# [Задание A]
Извлеките из отрывка о выставках к юбилею революции всё, что идет от слов «Но все-таки сходить» и вплоть до слов «бурлюковский портрет Каменского.».

# [Фрагмент текста]
◆ ◆ ◆
И вот я в Москве и наблюдаю, как сворачивают хвосты прошлогоднего трусливого юбилея революции. В Третьяковке на Крымском уже почти закрылась выставка «Некто 1917-й». Я на ней был в конце октября, а потом, в начале ноября, в Питере, в корпусе Бенуа, на еще двух, тоже к юбилею. Их всех будто один и тот же человек делал, условный доцент искусствоведения, специальность «русский авангард». Эти выставки даже не просто скучные, они никакие, похожи на отчет работы сектора истории русского искусства первой трети XX века НИИ искусствознания им. книжной серии «Дорога к прекрасному». Вроде все честно – работы хрестоматийные, надежные, Филонов & Малевич, Репин & Петров-Водкин, смерть комиссара, супрематизм, ну разбавили немного реалистами и всякими богомольными нацистами вроде Нестерова, так не выкинуть же слова из песни? Но вышло именно искусствоведение, а не искусство, «художники времен Революции», а не «Революция и ее искусство».
Но все-таки сходить было полезно – и сейчас полезно об этом вспомнить и подумать. Самое странное во всем этом – сильно переоцененном, должен сказать, пусть меня линчуют, но, еще раз, п е р е о ц е н е н н о м – русском авангарде то, что главная его характеристика не «революционность», а «национализм». А если посмотреть шире, то вообще русское искусство первых двадцати с лишним лет прошлого века, за очень небольшим исключением, националистическое, вне зависимости от направления. Тут сходятся и русский модернизм, и русский авангард (это вещи разные, конечно), и даже «реализм». В условном 1917-м в русском искусстве интернационализма почти не обнаружить. Любопытно, что в этом смысле (и в смысле какой-то невыносимой пошлости, слащавой, гнилой) «Философы» и «Русская душа» Нестерова – вещи того же ряда, как и бурлюковский портрет Каменского.
◆ ◆ ◆
# [Исходные данные]
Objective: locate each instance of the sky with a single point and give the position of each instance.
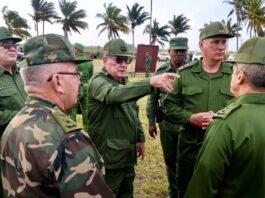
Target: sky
(198, 11)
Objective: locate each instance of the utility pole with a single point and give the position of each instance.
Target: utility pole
(151, 10)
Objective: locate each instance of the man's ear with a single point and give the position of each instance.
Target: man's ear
(241, 77)
(57, 83)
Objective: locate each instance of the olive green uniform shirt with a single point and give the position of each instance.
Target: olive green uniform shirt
(232, 160)
(197, 91)
(114, 125)
(12, 96)
(156, 98)
(44, 154)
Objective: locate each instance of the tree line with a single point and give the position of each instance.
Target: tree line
(248, 13)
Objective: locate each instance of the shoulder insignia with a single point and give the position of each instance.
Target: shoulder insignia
(65, 122)
(187, 65)
(224, 113)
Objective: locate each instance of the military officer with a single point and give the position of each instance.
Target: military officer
(233, 151)
(43, 152)
(12, 94)
(178, 48)
(114, 125)
(86, 69)
(203, 88)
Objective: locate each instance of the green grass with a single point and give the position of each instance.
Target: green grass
(150, 180)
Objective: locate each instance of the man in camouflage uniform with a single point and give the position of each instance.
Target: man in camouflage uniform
(231, 161)
(43, 152)
(203, 88)
(155, 112)
(114, 125)
(86, 69)
(12, 94)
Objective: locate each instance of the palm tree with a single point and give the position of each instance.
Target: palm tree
(179, 24)
(15, 23)
(136, 17)
(253, 14)
(72, 17)
(42, 11)
(232, 28)
(237, 4)
(113, 21)
(158, 34)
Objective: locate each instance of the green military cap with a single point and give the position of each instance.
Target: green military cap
(180, 43)
(117, 47)
(79, 46)
(6, 35)
(251, 52)
(215, 29)
(49, 48)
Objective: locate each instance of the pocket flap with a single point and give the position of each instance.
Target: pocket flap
(7, 91)
(192, 90)
(118, 144)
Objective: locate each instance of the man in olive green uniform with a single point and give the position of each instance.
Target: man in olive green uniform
(203, 88)
(12, 94)
(114, 125)
(231, 161)
(155, 112)
(43, 152)
(87, 71)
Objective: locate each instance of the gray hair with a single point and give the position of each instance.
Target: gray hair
(255, 73)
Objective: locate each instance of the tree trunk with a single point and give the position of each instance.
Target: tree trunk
(65, 34)
(42, 27)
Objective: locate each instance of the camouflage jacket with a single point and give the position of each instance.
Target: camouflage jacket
(44, 154)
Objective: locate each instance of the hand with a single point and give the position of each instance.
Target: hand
(201, 120)
(140, 150)
(152, 131)
(163, 81)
◆ ◆ ◆
# [Задание B]
Найдите среди строк те, в которых есть слово «insignia», и перепишите каждую из них целиком. Регистр букв учитывается.

# [Ответ A]
Но все-таки сходить было полезно – и сейчас полезно об этом вспомнить и подумать. Самое странное во всем этом – сильно переоцененном, должен сказать, пусть меня линчуют, но, еще раз, п е р е о ц е н е н н о м – русском авангарде то, что главная его характеристика не «революционность», а «национализм». А если посмотреть шире, то вообще русское искусство первых двадцати с лишним лет прошлого века, за очень небольшим исключением, националистическое, вне зависимости от направления. Тут сходятся и русский модернизм, и русский авангард (это вещи разные, конечно), и даже «реализм». В условном 1917-м в русском искусстве интернационализма почти не обнаружить. Любопытно, что в этом смысле (и в смысле какой-то невыносимой пошлости, слащавой, гнилой) «Философы» и «Русская душа» Нестерова – вещи того же ряда, как и бурлюковский портрет Каменского.

# [Ответ B]
Objective: locate each instance of the shoulder insignia with a single point and give the position of each instance.
Target: shoulder insignia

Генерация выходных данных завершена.